What is needed
Reproduce the passage of the essay on hyperlocal living from "I live in a" up to and including "fast and loose).".

Text excerpt
I’d like to change this. Even if it’s just putting out a pumpkin for Halloween, or getting up at dawn on the summer solstice, or going out to dinner on my birthday. These celebrations don’t have to correspond to any faith; nor do they have to be unique to me.

I just want to signpost the fact that time is passing.

A witch lives hyperlocally.

“We were of the valley. Born in the valley, of families planted too deep to leave even when they knew their daughter might be taken; raised in the valley, drinking of whatever power also fed the Wood.”

Naomi Novik, Uprooted

I live in a small town, but I often don’t feel a part of it. I don’t have kids in school here, I don’t go to town meetings, I work in a town 40 miles away from it, and I do much of my shopping in other towns. (To be fair, the latter is largely because it’s so small I have to go to surrounding towns for many needs).

The term “hyper-local” is one that I believe was coined by the Buy Nothing Project — at least, that’s how I heard of it. I heard Mrs. Frugalwoods talking about her Buy Nothing group, where she could donate and receive items in a gift economy model, and that sounded like something I could get behind.

(It sounded very similar to Freecycle, actually, but the rules on Freecycle are much more fast and loose).

I looked into it, but at the time there was no group for my town. I could have joined one a bordering town’s group, but you can only belong to one BN group, and doing so sorta defeated the whole “hyper-local” mandate of the movement.

Information shown
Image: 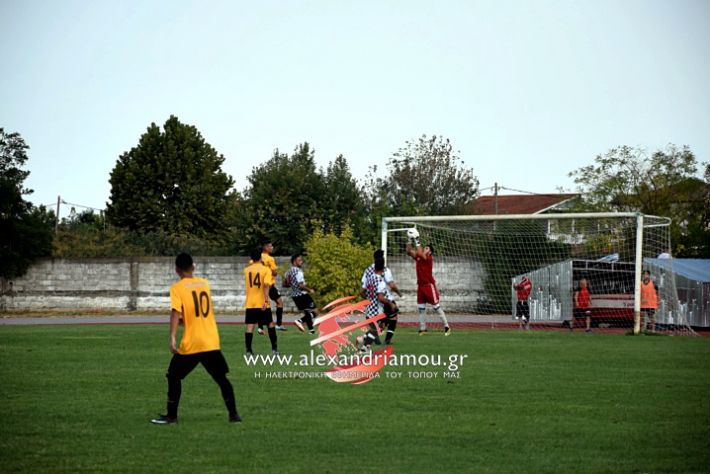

Result for this task
I live in a small town, but I often don’t feel a part of it. I don’t have kids in school here, I don’t go to town meetings, I work in a town 40 miles away from it, and I do much of my shopping in other towns. (To be fair, the latter is largely because it’s so small I have to go to surrounding towns for many needs).

The term “hyper-local” is one that I believe was coined by the Buy Nothing Project — at least, that’s how I heard of it. I heard Mrs. Frugalwoods talking about her Buy Nothing group, where she could donate and receive items in a gift economy model, and that sounded like something I could get behind.

(It sounded very similar to Freecycle, actually, but the rules on Freecycle are much more fast and loose).